┌─ RECORD EXCERPTS

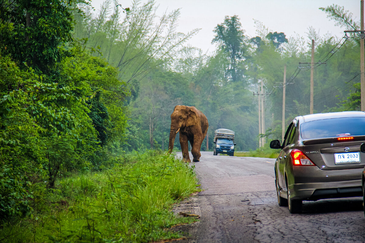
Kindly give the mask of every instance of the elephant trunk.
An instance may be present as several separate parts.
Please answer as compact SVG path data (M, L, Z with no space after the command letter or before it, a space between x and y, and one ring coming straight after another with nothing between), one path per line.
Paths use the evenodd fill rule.
M171 153L174 148L174 143L175 142L175 138L176 137L176 133L180 130L180 128L176 128L172 126L170 130L170 138L169 140L169 153Z

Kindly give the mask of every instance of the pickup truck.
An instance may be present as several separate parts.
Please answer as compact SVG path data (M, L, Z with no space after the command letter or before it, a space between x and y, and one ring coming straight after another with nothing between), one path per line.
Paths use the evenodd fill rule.
M234 132L224 128L217 129L214 131L214 148L213 155L226 154L233 156L234 154Z

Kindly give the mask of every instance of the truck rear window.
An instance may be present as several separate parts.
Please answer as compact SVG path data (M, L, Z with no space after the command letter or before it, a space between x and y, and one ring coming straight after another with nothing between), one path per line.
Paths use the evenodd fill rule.
M303 139L365 135L365 117L343 117L317 120L300 125Z

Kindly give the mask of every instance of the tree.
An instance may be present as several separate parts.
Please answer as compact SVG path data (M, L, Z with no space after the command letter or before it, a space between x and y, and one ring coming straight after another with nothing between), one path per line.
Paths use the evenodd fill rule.
M89 9L82 8L89 19L76 16L75 35L88 38L89 47L99 47L100 53L118 69L119 77L127 83L137 85L155 67L168 63L183 49L182 44L198 31L194 30L186 35L177 32L179 10L159 17L154 0L143 5L139 1L134 2L130 11L119 24L118 7L108 16L108 3L104 2L96 18L91 16Z
M270 32L266 36L266 38L270 40L276 48L278 48L280 45L284 43L288 43L288 39L283 32L278 33L276 32L273 33Z
M245 44L244 31L237 15L226 16L224 21L214 29L216 35L212 41L216 43L226 54L229 59L229 66L226 77L233 82L242 81L245 71L243 62L247 58L247 46Z
M57 73L54 65L65 54L60 47L72 40L72 13L78 10L74 4L73 0L1 2L3 55L10 54L19 63L44 74Z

└─

WHAT THE EXERCISE ASKS
Lay out the part that opens with the line containing "Kindly give the mask of every instance of the truck" and closes with the line containing "M303 139L365 135L365" as a two-column CSV with the columns "prompt" and "mask". Put the text in one quoted field and its answer in the other, and replace line breaks with spaces.

TASK OUTPUT
prompt,mask
"Kindly give the mask of every instance of the truck rear window. An instance may be present as several separate parts. Please answer as compact SVG path data (M, L, Z with no space after the command letter or before it, a space between x and y, and one ring coming straight after another with nothing between), one path per line. Paths use the evenodd fill rule.","M303 139L365 135L365 117L343 117L317 120L300 125Z"